Text shown:
━━━━━━━━

# What are the qualities of a good husband?



## janiliya (Nov 8, 2012)

What are supposed to be qualities of a good husband? I had the below list:

1. Intelligent -- Most important according to me.
2. Kind and caring.
3. Ambitious.
4. Respectful towards people.
5. Honest and sincere.
6. Financially independent and capable of taking care of the family.
7. Equally qualified education wise.
8. Should not be addicted to any vices.
9. Loving.

Am I asking for too much? Or is it normal to expect these?

My husband is none of the above and I have a feeling that I will never be happy with him ever  Should I leave my husband because he is nothing like I wanted or should I just accept that my dreams have no place in real world and live a life of compromise?
I am very unhappy and confused and at times guilty that may be I am being too unrealistic. Please let me know your thoughts.


----------



## ScarletBegonias (Jun 26, 2012)

I don't think you're being unreasonable.But why would you marry the person if they didn't possess these things?

It's hard to ask for a generalized list of what makes a good husband.Every one has different needs.As an example,I'd never put anything about being financially independent on my list or anything about education.As long as he can keep up with witty banter and has common sense I'm good As long as he has a job and tries to contribute(not necessarily financial contribution either) then I'm good

Which of these does your husband lack?


----------



## waiwera (Sep 8, 2009)

Yes why did you marry him if he ticked NONE of your boxes?
Does he know? Poor guy.

If your deeply unhappy and know you will never BE happy with him...well there aren't many options.

Is there any spark for him? 
When you look at him what feeling/emotion comes up?


----------



## Rags (Aug 2, 2010)

Is it just me, or all those traits beta-ish ones? (possibly apart from the financial one.)

Is it a possibility (warning: pop-psych alert!) that those are what you want IN the marriage, but aren't what attract you in the first place? Is it the more alpha-traits that he has that you wanted, until you got him?

Just a thought.


----------



## Holland (Aug 20, 2012)

Is your list something you have drawn up after marriage or was this your list before marrying him?

I think your list is perfectly reasonable and there are plenty of men that fit the bill.
My ex had all but #9 and this is what killed us. He is a loving person but he struggled to express it the way I needed. 

My SO has all the qualities you have listed but he also has one of the most important attributes IMO, a wicked sense of humour. 

OP I have no clue what to say to you but you do need to do some serious thinking about your future. 
What are the qualities about him that you do like?


----------



## Coffee Amore (Dec 15, 2011)

Brag alert...

My husband has all these traits and many more that I like. I think your list is perfectly reasonable. There are many men out there who have those qualities. I guess I too wonder why you married your husband if he doesn't have those qualities. Perhaps you didn't realize that's what you wanted when you got married. Or did he have those qualities at one point and now he's changed?

━━━━━━━━

Given information:
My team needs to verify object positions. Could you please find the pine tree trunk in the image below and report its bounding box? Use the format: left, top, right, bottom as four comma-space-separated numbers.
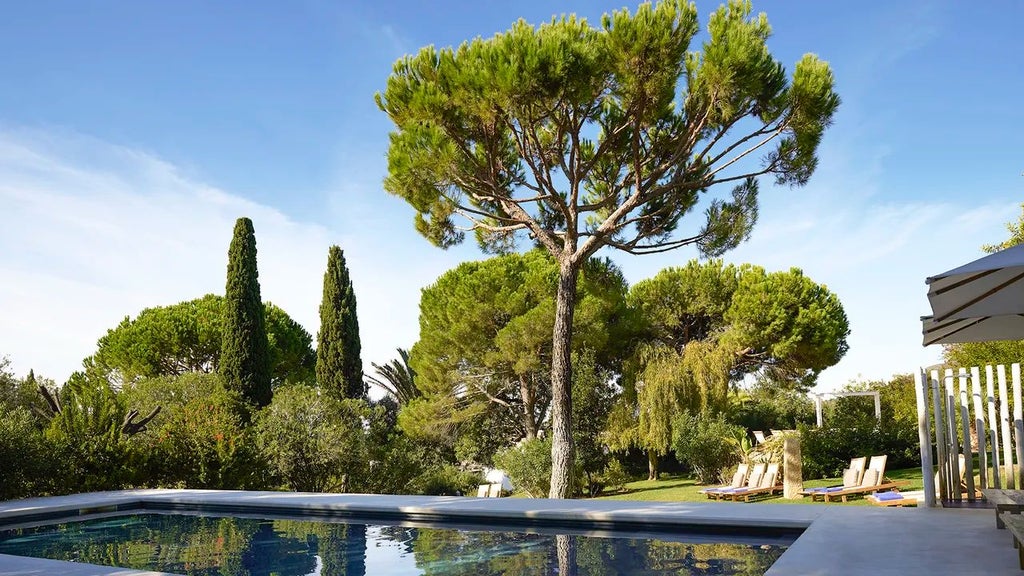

━━━━━━━━

Problems:
(1) Reproduce the thread on a good husband's qualities, starting with "When you look" and going on through "the financial one.)", with "traits" swapped for "qualities".
(2) In the thread on a good husband's qualities, condense the paragraph beginning "It's hard to ask for a generalized list" into a short bulleted list that keeps its main points.

Results of the tasks:
(1)
When you look at him what feeling/emotion comes up?


----------



## Rags (Aug 2, 2010)

Is it just me, or all those qualities beta-ish ones? (possibly apart from the financial one.)

(2)
- A general list of what makes a good husband is hard to give, since everyone has different needs.
- The writer would not list financial independence or education.
- The writer is satisfied if he can keep up with witty banter and has common sense.
- The writer is also satisfied if he has a job and tries to contribute, not necessarily financially.